(DATA SHOWN)
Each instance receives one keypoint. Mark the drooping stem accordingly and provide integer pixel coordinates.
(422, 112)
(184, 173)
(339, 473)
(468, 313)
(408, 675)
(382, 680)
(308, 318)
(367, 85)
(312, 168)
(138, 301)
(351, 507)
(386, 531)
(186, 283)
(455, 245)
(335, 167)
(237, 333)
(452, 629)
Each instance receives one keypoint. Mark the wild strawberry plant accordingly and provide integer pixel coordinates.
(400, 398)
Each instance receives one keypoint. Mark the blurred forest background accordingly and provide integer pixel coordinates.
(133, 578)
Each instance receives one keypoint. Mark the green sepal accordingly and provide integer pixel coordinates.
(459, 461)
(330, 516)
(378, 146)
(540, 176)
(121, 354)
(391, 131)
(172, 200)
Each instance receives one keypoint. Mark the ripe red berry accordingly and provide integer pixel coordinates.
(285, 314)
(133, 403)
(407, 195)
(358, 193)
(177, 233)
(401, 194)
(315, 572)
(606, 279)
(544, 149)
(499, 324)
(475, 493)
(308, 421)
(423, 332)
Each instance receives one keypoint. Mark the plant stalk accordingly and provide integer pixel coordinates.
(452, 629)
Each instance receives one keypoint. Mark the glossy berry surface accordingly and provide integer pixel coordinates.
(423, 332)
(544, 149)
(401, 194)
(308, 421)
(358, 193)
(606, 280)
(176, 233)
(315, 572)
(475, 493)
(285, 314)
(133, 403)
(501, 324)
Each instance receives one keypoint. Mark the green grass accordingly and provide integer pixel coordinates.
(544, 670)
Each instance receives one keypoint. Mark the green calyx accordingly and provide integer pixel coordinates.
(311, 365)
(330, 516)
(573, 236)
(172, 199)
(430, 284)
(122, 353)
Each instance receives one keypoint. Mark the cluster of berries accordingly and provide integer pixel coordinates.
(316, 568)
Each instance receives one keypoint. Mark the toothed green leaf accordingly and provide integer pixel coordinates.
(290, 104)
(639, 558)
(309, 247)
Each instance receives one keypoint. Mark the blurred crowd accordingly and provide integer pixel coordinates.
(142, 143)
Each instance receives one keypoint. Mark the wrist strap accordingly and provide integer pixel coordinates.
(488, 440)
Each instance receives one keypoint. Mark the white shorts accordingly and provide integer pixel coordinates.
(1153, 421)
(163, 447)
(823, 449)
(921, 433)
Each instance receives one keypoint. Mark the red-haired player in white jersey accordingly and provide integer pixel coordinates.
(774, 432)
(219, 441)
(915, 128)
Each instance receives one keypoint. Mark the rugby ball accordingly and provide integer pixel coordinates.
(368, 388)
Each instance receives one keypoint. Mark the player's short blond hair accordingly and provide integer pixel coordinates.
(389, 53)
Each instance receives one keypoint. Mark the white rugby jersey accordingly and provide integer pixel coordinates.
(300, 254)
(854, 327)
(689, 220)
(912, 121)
(End DATA SHOWN)
_TASK ITEM_: Type out the whole listing above exactly.

_YOUR RESPONSE_:
Each instance receives one keypoint. Mark the drooping stem accordingly and provide integer pixel coordinates.
(422, 112)
(184, 173)
(339, 473)
(468, 313)
(408, 675)
(382, 680)
(308, 318)
(367, 85)
(312, 168)
(138, 301)
(351, 507)
(386, 531)
(186, 283)
(455, 245)
(335, 167)
(237, 333)
(452, 629)
Each instance receives one keypoint. Mark the wild strawberry plant accordingly and provide integer pixel coordinates.
(400, 398)
Each instance receives one keypoint. Mark the blurred forest background accordingly and provide integer pixel coordinates.
(133, 578)
Each instance receives one keypoint. Mark the green sepal accordingly and provide integer pixel coordinates.
(459, 461)
(330, 516)
(378, 146)
(540, 176)
(121, 354)
(391, 131)
(172, 200)
Each instance receives one keypoint. Mark the ripe red berry accordingly and provide integer pixel coordinates.
(285, 314)
(133, 403)
(407, 195)
(358, 193)
(177, 233)
(401, 194)
(315, 572)
(606, 279)
(544, 149)
(499, 324)
(475, 493)
(308, 421)
(423, 332)
Each instance receives one keypoint. Mark the plant stalk accordingly and provide integer pixel coordinates.
(452, 629)
Each instance receives one keypoint. Mark the glossy berry surface accordingly and provide integer pixel coordinates.
(423, 332)
(544, 149)
(401, 194)
(308, 421)
(358, 193)
(606, 280)
(176, 233)
(315, 572)
(475, 493)
(285, 314)
(133, 403)
(501, 324)
Each instance receives one keypoint. Mark the green grass accordingly and provide integer pixel coordinates.
(544, 670)
Each instance receives one keypoint. Mark the green calyx accordingly and provide integer pixel coordinates.
(311, 365)
(330, 516)
(573, 236)
(172, 199)
(430, 284)
(122, 353)
Each instance receives one keypoint. Mark the cluster of berries accordingly and provide integer pixel coordinates.
(316, 568)
Each instance receives one keypoint. Mark the toothed green leaf accordingly and provide integer pixel coordinates.
(290, 104)
(639, 558)
(309, 247)
Each instance receives one keypoint. Mark the blurred crowd accordingly and provide integer pixel coordinates.
(142, 143)
Each instance receives one keypoint. Mark the wrist strap accordingly and provide integer pixel coordinates.
(488, 440)
Each instance receives one keypoint. Mark the white shorts accordingly and provide integer pixel coordinates.
(1153, 421)
(163, 447)
(823, 449)
(921, 433)
Each instance receives one keypoint. Mark the red-haired player in white jersey accordingly and provide integer pixel coordinates.
(774, 432)
(219, 441)
(915, 128)
Each instance receives one keypoint. Mark the rugby ball accordingly and provide integer pixel coordinates.
(368, 388)
Each instance receives one keypoint. Mark the player's short blond hair accordingly and provide integer pixel coordinates.
(389, 53)
Each instance receives one keypoint. Mark the white rugby jersey accordingly and provide integer pixel coordinates.
(300, 254)
(854, 327)
(689, 220)
(912, 121)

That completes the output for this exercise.